--- BEGIN Listing ---
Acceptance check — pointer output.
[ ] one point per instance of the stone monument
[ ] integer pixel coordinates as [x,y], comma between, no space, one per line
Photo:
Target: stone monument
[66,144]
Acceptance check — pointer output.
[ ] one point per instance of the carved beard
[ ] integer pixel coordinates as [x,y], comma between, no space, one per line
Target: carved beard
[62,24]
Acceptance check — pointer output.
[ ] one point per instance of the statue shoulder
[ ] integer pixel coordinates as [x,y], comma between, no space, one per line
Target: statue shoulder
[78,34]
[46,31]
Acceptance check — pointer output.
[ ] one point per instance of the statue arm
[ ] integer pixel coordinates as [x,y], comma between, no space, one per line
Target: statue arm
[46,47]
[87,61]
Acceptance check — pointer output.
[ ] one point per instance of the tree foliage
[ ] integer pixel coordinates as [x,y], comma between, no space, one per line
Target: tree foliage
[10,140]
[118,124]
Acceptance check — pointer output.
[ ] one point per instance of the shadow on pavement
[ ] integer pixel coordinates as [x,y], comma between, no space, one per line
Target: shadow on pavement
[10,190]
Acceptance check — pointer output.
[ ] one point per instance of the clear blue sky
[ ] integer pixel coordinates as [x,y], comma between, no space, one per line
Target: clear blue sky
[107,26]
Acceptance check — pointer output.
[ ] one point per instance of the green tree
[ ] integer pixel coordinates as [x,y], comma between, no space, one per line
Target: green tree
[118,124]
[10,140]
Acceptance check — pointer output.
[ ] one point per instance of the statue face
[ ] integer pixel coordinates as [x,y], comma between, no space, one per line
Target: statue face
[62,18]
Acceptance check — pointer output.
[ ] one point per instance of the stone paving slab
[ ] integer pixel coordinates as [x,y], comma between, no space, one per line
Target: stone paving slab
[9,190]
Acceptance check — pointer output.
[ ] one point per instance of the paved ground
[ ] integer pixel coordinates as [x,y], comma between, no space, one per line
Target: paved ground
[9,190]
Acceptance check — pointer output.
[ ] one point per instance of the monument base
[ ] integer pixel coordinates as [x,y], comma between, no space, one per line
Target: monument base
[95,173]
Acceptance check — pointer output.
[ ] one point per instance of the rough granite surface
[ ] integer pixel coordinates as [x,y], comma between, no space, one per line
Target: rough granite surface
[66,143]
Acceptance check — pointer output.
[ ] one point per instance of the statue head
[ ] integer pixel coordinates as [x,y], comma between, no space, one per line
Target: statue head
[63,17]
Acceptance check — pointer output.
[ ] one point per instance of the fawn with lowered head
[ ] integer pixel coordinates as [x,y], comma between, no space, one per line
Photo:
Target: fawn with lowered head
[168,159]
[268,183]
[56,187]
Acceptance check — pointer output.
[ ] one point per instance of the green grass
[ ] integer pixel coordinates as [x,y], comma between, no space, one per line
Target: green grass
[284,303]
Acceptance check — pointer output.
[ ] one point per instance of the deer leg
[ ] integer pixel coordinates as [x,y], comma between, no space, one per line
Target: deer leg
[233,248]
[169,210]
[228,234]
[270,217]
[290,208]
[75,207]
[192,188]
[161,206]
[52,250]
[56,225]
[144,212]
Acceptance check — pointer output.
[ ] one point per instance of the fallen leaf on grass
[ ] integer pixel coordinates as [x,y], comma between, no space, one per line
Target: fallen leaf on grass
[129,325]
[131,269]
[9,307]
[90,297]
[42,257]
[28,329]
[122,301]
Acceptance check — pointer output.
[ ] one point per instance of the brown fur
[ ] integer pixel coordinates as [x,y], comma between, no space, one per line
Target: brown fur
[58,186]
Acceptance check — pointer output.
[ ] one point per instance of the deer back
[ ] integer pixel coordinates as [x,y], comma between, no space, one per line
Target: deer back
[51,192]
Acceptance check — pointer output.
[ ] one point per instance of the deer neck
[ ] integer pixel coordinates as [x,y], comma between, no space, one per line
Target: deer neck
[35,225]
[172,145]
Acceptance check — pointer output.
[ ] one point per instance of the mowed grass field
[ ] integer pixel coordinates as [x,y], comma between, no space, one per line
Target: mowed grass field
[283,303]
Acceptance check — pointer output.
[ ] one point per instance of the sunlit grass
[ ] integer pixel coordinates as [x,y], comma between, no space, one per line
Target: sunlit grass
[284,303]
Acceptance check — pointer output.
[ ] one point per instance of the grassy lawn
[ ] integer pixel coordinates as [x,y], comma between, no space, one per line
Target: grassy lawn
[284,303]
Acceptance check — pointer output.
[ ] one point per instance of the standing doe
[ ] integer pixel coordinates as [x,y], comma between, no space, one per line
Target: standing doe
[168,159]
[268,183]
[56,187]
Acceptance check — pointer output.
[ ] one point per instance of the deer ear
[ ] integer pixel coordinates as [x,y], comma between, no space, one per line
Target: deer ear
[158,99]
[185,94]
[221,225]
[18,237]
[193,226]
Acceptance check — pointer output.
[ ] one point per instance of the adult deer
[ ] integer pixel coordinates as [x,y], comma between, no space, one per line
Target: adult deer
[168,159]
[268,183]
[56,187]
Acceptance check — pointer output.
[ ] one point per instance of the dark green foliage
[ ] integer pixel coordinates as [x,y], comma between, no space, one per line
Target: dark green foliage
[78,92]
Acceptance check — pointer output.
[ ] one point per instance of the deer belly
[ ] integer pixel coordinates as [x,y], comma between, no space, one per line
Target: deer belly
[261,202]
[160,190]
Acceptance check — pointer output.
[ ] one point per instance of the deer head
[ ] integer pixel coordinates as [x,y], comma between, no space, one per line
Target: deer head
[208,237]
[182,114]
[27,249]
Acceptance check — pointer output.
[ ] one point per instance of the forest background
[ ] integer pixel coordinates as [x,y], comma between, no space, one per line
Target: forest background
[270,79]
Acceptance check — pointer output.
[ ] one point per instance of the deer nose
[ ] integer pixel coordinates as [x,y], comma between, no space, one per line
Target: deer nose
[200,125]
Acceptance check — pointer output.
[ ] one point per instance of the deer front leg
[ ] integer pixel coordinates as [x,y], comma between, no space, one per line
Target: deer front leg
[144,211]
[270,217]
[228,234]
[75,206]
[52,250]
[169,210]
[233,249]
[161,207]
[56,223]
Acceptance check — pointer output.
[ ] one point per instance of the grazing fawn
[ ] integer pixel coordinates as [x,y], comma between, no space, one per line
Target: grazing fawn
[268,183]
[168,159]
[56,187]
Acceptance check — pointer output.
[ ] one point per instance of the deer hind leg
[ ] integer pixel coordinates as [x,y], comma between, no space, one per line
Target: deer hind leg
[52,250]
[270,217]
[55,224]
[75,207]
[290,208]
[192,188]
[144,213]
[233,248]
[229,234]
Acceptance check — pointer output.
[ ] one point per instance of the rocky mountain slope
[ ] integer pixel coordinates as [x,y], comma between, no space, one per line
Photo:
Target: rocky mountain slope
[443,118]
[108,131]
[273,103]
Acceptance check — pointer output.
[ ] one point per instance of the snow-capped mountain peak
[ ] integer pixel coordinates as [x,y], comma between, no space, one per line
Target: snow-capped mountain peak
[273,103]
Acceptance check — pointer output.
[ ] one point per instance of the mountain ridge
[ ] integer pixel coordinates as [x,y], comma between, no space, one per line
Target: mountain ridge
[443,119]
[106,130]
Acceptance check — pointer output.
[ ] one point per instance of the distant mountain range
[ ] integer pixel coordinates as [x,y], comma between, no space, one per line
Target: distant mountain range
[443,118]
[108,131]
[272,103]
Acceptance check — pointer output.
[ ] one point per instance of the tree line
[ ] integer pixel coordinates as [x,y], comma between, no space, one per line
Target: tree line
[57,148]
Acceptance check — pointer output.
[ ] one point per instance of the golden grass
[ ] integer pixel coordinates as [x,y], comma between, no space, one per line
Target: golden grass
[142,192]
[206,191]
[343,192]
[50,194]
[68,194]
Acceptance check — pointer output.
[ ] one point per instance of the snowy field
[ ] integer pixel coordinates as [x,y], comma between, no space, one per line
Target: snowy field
--- END Listing ---
* Given exercise *
Filter the data and copy every line containing the word "tree". Matching is case-sensitive.

* Expected answer *
[ ] one point per instance of the tree foliage
Target: tree foliage
[ ] one point per instance of the green tree
Target: green tree
[ ] one point per instance of the tree line
Target: tree line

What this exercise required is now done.